>> Begin
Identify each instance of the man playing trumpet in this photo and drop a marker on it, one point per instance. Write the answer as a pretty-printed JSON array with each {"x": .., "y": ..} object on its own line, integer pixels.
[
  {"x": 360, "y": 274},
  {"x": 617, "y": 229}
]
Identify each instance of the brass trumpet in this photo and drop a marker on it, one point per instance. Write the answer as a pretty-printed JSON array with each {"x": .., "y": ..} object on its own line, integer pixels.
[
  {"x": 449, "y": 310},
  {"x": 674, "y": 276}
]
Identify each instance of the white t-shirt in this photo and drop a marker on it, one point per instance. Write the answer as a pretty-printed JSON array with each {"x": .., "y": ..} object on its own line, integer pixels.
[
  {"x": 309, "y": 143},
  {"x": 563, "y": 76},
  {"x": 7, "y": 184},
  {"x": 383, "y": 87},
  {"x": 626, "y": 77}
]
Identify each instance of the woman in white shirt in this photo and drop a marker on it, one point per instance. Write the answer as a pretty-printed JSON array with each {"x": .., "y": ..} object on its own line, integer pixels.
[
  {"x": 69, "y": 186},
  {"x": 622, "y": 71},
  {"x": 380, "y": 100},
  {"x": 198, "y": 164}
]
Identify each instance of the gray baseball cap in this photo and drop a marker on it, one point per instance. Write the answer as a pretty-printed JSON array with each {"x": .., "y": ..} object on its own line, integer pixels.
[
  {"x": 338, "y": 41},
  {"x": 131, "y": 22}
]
>> End
**INSTRUCTION**
Please repeat all of the rows above, swapping "drop a marker" for "place a pin" wherever it occurs and leaving everything else unchanged.

**RESPONSE TO THIS EXERCISE**
Identify each instance of the man playing trumpet in this photo and place a pin on it, one point per instance. Write the answer as a pretty-printed JSON array with each {"x": .., "y": ..} object on its own line, integer pixels.
[
  {"x": 360, "y": 274},
  {"x": 617, "y": 229}
]
Identify each instance of the brass trumpet in this photo and place a pin on it, one point per instance. Write the answer as a pretty-printed JSON array with each {"x": .., "y": ..} object on its own line, integer pixels.
[
  {"x": 449, "y": 310},
  {"x": 674, "y": 276}
]
Identify each instance of the white t-shirt in this photo and place a pin on it, one point per instance. Write the answer as a pretty-printed JSON array with each {"x": .., "y": ..} object on its own line, integer pixels.
[
  {"x": 309, "y": 143},
  {"x": 563, "y": 76},
  {"x": 7, "y": 184},
  {"x": 383, "y": 87},
  {"x": 626, "y": 77}
]
Identify each instance of the woman in white shirt in this photo and place a pin on it, one point per instance. Write the answer as a pretty-printed JSON array with each {"x": .., "y": ..} object on its own line, integer pixels.
[
  {"x": 69, "y": 186},
  {"x": 622, "y": 71},
  {"x": 380, "y": 100},
  {"x": 198, "y": 164}
]
Identify each instance of the gray baseball cap in this photo and place a pin on it, one point per instance. Write the answer as a pretty-printed JSON array with each {"x": .., "y": ..} object on its own line, integer pixels.
[
  {"x": 338, "y": 41},
  {"x": 131, "y": 22}
]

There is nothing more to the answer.